Text section:
Fake Calipari Facebook Message, Real Marquis Teague Answer


Reminds me of a T-shirt reportedly making the rounds in Lexington:

"We sold our soul to the devil and all I got was this lousy Elite 8 T-shirt."
 

Interesting if true, but this seems like something that could easily be photoshopped.
 





Dear God,

Please let this be real, or atleast enough to kick Calipari out of college basketball.

Thanks,
MNBoiler
 


I wonder if Teague was referring to Academic Fraud that was so widespread at some places in the 1990's.

Why don't you pick up your fat butt and hang out at the Purdue or Kentucky board, or whatever school has the misfortune of calling you an alumnus.
 




Hey FOT is Clem Haskins coaching? Let me know if he is. The fact is Cal is coaching even though he's a cheat.

The difference is Clem was directly involved and perpetuated the violations in question and then tried to have them covered up. Calipari's been cleared in both cases and even was called an "innocent victim" in one of those cased by the head of the infractions committee at that time.

Work instructions:
A – In the Calipari forum thread:
(i) Where is the T-shirt reportedly making the rounds?
(ii) Who signed the post that opens with "Dear God"?
(iii) Who called Calipari an "innocent victim"?
B – Could you carry on the Calipari forum thread from its final post?
The rows have nothing to do with this.

Material supplied:
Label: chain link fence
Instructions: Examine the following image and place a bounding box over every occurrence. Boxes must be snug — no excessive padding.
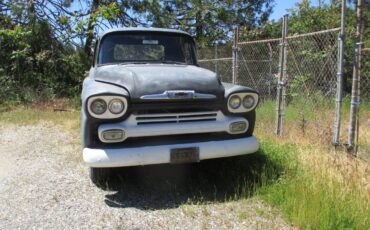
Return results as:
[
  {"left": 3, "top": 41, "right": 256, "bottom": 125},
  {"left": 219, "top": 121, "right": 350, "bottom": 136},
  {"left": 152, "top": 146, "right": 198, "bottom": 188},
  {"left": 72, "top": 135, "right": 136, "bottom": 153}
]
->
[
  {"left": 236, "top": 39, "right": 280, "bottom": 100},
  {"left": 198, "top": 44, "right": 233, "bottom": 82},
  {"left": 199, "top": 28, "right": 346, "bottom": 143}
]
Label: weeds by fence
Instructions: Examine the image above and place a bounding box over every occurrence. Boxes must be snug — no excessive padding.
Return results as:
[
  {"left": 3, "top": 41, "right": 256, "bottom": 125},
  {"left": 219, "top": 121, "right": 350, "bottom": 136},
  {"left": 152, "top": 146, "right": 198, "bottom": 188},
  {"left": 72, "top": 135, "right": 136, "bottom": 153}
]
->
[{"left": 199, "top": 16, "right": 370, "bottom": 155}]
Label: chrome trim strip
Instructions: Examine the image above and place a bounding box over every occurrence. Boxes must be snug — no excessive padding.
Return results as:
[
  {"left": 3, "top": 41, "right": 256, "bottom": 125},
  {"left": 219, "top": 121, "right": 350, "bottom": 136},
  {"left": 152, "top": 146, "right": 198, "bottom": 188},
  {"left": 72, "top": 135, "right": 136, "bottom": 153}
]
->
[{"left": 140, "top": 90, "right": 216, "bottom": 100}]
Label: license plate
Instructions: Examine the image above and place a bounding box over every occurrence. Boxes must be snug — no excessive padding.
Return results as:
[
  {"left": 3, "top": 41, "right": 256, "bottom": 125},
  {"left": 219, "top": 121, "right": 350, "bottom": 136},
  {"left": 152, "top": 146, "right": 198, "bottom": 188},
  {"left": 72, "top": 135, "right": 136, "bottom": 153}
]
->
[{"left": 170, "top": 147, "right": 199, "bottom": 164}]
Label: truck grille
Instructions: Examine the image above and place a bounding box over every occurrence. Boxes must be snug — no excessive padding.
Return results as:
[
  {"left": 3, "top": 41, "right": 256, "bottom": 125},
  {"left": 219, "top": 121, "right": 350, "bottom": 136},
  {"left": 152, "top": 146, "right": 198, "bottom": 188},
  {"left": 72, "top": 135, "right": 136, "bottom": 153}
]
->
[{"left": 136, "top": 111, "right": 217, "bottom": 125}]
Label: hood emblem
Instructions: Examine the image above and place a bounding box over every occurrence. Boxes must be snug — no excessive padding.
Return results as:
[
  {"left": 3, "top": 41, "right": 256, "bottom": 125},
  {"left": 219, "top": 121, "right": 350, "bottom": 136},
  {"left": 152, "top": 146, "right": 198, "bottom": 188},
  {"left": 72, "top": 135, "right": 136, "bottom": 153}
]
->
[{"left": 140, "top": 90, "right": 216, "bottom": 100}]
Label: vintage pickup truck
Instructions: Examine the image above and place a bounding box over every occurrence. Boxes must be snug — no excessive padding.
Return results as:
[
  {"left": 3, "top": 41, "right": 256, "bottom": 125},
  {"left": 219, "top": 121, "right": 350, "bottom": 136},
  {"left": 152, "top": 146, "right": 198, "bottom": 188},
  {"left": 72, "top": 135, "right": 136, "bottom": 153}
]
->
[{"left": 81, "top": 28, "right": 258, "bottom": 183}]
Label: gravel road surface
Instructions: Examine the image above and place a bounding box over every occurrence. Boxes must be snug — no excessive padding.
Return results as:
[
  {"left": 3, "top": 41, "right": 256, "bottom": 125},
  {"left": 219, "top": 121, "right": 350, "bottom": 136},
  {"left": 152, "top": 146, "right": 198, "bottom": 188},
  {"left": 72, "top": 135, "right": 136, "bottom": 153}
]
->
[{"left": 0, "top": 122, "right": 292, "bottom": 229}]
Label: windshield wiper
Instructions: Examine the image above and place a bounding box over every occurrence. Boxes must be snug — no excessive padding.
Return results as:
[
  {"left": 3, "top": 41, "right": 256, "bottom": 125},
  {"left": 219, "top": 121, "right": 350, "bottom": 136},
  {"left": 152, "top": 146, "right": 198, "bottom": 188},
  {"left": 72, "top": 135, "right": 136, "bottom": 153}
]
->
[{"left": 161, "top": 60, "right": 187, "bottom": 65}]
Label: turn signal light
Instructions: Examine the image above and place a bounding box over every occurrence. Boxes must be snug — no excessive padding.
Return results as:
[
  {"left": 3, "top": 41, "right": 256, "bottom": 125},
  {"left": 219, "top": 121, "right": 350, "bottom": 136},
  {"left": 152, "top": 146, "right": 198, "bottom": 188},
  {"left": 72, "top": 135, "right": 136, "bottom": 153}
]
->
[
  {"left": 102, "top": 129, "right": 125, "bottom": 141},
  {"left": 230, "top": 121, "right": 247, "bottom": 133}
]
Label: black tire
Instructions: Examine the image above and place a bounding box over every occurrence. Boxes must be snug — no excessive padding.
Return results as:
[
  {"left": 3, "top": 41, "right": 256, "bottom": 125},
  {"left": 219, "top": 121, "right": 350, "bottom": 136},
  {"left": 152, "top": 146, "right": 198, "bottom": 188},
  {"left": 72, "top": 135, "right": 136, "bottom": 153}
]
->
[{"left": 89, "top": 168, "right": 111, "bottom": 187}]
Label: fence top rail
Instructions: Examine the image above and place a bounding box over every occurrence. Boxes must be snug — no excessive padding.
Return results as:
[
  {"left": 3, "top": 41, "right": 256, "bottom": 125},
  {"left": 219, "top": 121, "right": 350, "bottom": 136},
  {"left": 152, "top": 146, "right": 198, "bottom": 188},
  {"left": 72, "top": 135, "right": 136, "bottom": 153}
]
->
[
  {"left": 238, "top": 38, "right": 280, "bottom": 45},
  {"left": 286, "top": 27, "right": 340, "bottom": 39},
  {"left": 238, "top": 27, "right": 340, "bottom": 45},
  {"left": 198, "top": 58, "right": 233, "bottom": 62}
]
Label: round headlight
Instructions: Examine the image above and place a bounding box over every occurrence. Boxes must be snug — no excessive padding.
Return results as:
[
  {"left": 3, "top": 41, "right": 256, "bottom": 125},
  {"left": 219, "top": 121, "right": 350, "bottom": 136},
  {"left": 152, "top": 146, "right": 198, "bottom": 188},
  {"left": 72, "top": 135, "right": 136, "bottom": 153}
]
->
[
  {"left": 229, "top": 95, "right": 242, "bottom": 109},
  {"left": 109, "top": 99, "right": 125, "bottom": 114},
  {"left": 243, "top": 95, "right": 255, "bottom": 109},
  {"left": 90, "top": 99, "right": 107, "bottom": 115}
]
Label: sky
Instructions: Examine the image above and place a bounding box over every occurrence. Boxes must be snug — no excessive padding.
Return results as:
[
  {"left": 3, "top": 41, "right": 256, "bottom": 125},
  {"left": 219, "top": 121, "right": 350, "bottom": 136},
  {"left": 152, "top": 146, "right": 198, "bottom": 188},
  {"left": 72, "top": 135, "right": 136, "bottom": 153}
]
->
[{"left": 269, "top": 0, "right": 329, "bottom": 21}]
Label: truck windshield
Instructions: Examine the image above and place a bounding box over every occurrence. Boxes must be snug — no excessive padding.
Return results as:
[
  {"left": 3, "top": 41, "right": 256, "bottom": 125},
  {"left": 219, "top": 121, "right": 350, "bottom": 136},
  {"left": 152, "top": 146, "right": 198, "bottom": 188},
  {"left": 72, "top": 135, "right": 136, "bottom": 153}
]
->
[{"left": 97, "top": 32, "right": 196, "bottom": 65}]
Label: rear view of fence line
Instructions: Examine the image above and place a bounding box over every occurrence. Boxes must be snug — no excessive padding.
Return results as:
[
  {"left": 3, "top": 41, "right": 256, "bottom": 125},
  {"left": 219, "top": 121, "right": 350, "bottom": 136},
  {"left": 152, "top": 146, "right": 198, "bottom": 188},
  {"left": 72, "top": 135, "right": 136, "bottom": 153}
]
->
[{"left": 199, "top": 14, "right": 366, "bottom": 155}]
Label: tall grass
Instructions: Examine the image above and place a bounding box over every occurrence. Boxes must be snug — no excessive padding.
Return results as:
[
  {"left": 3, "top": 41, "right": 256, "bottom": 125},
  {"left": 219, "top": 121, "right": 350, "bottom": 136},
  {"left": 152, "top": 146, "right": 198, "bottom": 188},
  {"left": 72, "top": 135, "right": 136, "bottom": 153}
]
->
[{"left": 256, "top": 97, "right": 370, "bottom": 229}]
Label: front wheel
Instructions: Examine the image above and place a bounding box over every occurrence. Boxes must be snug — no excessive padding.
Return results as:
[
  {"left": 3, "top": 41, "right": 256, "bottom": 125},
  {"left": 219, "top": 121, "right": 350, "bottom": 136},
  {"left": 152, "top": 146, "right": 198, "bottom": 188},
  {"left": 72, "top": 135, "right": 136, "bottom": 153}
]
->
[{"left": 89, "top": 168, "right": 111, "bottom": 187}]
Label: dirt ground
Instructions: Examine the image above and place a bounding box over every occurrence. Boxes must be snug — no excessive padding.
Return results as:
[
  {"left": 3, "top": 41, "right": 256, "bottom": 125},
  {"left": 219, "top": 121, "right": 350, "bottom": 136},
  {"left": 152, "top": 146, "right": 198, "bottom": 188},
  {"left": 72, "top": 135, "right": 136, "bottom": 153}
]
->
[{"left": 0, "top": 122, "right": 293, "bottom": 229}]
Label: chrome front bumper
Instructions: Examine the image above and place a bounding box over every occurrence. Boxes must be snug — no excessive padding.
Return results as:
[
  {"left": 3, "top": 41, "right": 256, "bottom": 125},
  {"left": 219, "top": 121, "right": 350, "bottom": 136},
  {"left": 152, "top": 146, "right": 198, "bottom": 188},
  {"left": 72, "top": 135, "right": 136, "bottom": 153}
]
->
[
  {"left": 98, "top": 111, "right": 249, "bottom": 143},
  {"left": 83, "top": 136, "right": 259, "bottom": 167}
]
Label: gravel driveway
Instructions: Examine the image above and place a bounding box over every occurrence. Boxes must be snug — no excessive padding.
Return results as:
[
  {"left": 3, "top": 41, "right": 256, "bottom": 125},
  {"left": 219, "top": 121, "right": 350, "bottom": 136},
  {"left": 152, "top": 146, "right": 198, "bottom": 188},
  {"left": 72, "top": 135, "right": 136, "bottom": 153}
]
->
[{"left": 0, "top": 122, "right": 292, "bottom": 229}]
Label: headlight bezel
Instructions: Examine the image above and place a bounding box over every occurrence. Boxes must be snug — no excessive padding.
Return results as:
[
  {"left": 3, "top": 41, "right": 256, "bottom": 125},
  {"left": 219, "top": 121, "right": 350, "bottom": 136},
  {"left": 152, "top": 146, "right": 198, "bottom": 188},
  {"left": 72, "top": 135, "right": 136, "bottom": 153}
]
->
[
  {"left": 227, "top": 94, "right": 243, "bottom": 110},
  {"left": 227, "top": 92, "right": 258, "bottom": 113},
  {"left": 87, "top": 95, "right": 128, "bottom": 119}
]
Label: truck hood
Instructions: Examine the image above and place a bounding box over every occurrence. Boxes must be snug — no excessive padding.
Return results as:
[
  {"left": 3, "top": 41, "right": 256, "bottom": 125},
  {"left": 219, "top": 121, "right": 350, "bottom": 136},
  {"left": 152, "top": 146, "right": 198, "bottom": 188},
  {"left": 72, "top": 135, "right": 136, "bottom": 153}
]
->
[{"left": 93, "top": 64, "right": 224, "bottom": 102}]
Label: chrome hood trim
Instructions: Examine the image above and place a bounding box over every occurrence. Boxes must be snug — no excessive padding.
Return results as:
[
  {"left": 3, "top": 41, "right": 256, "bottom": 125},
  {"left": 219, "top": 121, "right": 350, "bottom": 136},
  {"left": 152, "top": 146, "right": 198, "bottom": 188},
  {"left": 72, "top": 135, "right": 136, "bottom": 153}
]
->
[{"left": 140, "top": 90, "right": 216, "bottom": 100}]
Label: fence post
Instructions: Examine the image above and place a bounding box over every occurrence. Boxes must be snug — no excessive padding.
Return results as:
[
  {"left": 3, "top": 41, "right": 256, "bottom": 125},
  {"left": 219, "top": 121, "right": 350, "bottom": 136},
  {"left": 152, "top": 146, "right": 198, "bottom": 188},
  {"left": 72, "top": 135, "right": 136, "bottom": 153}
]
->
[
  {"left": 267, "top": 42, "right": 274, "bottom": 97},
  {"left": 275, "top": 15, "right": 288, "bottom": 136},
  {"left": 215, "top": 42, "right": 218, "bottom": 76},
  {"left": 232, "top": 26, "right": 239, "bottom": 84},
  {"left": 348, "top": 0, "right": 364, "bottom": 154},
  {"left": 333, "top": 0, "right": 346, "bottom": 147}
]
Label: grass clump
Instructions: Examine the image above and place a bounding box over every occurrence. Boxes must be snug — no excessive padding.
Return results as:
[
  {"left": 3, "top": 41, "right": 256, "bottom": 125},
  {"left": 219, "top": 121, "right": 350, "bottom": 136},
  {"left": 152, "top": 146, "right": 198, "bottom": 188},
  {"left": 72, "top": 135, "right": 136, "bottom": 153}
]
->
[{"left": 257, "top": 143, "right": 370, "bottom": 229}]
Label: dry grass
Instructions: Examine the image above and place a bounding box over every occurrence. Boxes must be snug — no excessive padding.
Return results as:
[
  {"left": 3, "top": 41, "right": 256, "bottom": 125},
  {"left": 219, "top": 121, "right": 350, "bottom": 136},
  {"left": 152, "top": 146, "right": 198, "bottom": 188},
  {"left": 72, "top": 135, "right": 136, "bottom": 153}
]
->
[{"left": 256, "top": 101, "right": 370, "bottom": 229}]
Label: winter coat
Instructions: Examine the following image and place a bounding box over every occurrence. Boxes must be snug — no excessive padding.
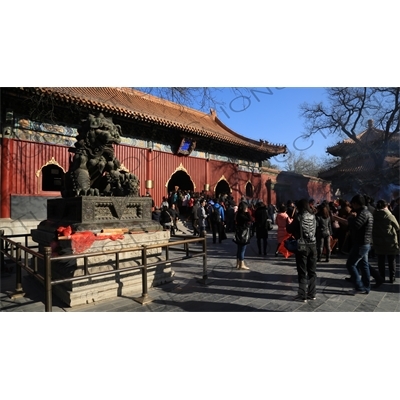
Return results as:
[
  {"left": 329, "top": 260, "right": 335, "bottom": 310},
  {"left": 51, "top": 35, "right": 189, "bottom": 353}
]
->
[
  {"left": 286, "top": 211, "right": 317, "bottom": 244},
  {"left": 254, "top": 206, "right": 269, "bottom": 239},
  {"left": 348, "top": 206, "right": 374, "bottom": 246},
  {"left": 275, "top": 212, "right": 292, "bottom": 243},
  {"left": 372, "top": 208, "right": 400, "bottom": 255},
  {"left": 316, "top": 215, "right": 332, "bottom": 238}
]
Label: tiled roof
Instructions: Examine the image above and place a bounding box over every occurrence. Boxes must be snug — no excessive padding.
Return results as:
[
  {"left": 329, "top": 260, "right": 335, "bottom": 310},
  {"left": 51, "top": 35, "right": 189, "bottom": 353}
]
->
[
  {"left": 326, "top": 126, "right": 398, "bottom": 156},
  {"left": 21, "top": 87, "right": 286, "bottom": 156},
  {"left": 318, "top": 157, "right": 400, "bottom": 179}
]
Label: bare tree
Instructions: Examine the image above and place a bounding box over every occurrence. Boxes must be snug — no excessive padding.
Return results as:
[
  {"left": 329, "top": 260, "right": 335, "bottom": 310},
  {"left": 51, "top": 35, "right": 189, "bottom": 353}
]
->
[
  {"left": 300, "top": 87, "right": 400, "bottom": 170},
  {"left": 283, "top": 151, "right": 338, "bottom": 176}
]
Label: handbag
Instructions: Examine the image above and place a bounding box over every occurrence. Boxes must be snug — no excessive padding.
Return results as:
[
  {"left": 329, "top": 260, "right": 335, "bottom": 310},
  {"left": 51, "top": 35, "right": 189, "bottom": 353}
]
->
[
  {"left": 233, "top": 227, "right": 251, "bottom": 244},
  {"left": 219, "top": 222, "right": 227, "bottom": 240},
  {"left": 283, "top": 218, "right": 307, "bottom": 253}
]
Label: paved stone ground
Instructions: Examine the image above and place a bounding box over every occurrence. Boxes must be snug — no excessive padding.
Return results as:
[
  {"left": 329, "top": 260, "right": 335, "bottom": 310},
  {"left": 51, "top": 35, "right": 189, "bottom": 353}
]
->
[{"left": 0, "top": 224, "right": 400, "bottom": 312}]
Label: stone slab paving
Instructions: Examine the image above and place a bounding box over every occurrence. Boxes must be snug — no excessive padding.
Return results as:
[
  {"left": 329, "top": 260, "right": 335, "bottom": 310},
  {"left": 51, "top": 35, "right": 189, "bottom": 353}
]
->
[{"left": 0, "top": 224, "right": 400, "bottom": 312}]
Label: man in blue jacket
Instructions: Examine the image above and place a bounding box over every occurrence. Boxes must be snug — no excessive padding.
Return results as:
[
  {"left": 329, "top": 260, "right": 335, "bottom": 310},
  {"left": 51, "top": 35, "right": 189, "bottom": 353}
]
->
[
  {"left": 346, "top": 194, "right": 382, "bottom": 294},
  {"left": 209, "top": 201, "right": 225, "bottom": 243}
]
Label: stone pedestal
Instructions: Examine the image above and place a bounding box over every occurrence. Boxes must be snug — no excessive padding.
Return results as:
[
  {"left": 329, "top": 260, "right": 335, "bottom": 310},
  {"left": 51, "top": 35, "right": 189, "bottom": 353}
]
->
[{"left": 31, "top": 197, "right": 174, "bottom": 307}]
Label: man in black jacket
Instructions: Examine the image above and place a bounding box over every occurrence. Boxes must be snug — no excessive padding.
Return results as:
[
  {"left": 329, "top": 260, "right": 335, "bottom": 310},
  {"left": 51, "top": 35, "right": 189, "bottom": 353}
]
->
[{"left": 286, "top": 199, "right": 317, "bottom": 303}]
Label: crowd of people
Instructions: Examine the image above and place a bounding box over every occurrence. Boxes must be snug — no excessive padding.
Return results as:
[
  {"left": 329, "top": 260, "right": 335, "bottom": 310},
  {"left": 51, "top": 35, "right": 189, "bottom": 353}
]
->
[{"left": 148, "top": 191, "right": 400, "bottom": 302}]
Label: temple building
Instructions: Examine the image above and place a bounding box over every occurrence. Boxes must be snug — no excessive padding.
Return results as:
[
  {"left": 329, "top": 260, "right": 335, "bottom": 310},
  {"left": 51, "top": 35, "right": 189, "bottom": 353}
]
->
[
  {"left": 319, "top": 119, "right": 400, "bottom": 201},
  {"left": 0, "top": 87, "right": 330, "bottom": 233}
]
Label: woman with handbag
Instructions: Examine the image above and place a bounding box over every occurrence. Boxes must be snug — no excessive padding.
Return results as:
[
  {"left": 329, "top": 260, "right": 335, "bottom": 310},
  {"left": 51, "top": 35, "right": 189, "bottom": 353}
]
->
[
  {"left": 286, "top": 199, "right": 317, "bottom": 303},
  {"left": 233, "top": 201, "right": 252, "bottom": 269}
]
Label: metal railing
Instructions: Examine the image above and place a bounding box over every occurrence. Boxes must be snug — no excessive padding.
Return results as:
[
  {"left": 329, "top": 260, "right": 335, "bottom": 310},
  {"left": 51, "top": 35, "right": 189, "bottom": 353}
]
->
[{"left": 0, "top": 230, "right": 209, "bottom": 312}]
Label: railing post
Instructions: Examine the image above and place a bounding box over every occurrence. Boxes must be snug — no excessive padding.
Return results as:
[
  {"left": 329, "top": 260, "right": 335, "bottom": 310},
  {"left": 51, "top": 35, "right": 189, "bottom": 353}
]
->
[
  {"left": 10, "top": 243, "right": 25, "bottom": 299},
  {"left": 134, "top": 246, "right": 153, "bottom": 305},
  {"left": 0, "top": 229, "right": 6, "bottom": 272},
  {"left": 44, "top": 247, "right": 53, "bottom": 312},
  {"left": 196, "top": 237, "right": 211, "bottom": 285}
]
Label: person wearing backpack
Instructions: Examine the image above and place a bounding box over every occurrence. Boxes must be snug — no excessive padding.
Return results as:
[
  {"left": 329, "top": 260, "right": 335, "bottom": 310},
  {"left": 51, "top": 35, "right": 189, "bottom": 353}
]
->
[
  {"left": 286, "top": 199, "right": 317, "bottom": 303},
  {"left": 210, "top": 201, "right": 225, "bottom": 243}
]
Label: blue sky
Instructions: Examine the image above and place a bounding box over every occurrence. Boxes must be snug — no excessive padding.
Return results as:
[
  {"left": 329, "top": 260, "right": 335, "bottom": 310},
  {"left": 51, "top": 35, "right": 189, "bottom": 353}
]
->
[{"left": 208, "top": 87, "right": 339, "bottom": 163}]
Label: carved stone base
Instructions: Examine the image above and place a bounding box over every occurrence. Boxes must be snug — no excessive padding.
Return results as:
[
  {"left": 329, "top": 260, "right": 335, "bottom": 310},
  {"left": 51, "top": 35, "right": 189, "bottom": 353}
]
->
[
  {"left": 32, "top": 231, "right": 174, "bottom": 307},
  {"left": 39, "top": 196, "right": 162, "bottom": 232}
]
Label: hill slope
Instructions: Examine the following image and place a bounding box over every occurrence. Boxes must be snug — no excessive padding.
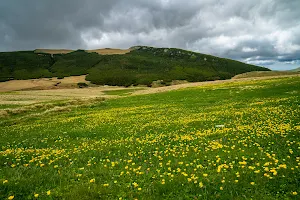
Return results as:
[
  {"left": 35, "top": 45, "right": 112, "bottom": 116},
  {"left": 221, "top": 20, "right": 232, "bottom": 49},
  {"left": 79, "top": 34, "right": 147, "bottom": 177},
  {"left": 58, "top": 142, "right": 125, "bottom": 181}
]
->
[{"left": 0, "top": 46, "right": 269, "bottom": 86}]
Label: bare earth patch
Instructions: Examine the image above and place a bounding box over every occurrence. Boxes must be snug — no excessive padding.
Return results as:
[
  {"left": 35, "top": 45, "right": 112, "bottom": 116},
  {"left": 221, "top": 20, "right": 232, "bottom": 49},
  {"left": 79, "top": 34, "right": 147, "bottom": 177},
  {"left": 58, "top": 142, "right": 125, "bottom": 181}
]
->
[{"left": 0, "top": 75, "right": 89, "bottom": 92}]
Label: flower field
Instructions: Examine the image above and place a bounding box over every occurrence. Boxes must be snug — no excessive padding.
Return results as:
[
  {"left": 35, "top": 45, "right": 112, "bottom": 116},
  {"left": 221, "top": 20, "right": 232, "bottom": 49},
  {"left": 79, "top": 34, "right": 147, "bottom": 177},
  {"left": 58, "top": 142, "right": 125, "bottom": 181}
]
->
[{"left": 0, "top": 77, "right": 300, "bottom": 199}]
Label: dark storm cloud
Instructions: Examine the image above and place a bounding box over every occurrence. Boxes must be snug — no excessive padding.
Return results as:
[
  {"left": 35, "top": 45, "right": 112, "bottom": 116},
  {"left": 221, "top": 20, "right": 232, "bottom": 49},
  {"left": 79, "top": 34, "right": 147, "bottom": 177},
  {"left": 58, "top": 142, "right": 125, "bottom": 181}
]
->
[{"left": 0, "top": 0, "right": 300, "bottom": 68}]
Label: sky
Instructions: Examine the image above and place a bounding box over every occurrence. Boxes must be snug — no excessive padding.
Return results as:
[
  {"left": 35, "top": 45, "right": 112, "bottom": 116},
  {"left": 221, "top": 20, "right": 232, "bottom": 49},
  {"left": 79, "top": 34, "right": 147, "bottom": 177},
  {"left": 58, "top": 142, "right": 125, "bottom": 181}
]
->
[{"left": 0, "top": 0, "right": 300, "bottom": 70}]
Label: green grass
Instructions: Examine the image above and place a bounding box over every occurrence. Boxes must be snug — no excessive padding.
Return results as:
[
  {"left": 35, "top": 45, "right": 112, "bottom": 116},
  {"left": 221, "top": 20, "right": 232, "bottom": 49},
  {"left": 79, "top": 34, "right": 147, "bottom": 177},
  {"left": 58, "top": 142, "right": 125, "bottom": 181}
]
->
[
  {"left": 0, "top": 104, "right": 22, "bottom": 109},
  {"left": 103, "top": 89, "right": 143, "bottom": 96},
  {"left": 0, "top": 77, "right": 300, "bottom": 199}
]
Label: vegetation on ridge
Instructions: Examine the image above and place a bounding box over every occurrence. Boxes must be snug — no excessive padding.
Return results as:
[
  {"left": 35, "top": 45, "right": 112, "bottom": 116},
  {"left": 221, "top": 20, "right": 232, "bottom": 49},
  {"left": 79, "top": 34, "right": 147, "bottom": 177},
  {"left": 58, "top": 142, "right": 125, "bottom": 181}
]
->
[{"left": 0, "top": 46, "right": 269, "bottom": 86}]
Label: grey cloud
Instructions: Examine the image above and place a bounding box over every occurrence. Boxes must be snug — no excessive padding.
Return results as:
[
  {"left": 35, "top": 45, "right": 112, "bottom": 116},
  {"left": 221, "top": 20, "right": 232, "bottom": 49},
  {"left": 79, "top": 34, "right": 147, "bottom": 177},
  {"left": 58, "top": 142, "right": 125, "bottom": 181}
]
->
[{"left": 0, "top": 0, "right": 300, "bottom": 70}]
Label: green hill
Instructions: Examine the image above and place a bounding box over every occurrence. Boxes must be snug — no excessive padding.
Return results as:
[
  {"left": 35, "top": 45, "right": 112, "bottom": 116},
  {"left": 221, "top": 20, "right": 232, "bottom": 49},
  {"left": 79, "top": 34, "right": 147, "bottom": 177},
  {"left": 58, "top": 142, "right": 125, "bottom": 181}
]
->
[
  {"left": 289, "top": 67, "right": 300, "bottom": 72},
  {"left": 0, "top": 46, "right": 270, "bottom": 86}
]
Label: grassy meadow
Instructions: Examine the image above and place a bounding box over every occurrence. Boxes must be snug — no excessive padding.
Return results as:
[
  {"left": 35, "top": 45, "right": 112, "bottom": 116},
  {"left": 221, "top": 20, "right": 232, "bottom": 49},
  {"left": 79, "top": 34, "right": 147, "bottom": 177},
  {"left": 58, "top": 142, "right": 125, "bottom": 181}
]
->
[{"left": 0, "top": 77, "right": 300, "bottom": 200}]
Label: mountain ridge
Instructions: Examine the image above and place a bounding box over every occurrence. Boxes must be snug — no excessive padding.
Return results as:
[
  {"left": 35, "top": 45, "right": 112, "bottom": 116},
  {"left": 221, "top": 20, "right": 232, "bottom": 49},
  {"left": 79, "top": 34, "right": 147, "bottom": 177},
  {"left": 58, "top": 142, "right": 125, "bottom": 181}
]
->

Task results:
A –
(i) Lexington
(ii) MNBoiler
(iii) The head of the infractions committee at that time

B –
So either Calipari is some sort of criminal mastermind, able to elude the massive efforts of the NCAA and the rival coaches to bring him down, or he's just guilty of the circumstances of modern basketball. Much like Coach K, Roy Williams, Lute Olsen, Jim Calhoun etc, etc, etc.
 


Thou shall not get caught!

The difference is that Clem violated the 11th commandment whereas Calipari so far has not.
 



Even if that is a real response from MT (which I doubt), what is he supposed to say, sounds great? His response is more of a, yea I have no idea what you are talking about.
 

I'd vote for this option.

You'd be wrong.

If you want the narrative crafted for you go ahead and take it. That's the reason John Wooden is a saint, Jerry Tarkanian the devil, Bob Knight represented integrity and Duke does it "the right way".

Kids at Minnesota get something on the side too and Tubby knows about it. Tubby got something on the side too when he played at High Point. No, it's not bags of cash or brand new cars (because that's how the stupid ones get caught) but it's as simple as a few hundred dollars for some new jeans or to take a girl out to a movie. During the summer, you'll get an "internship" for some company that's affiliated with your university. You'll get 20 bucks an hour to walk around, throw some mail in a cart and smile for pictures. And the NCAA knows about it to and it's all perfectly "legal" because not all the "internships" are reserved for athletes. A few just happen to slot themselves in each summer.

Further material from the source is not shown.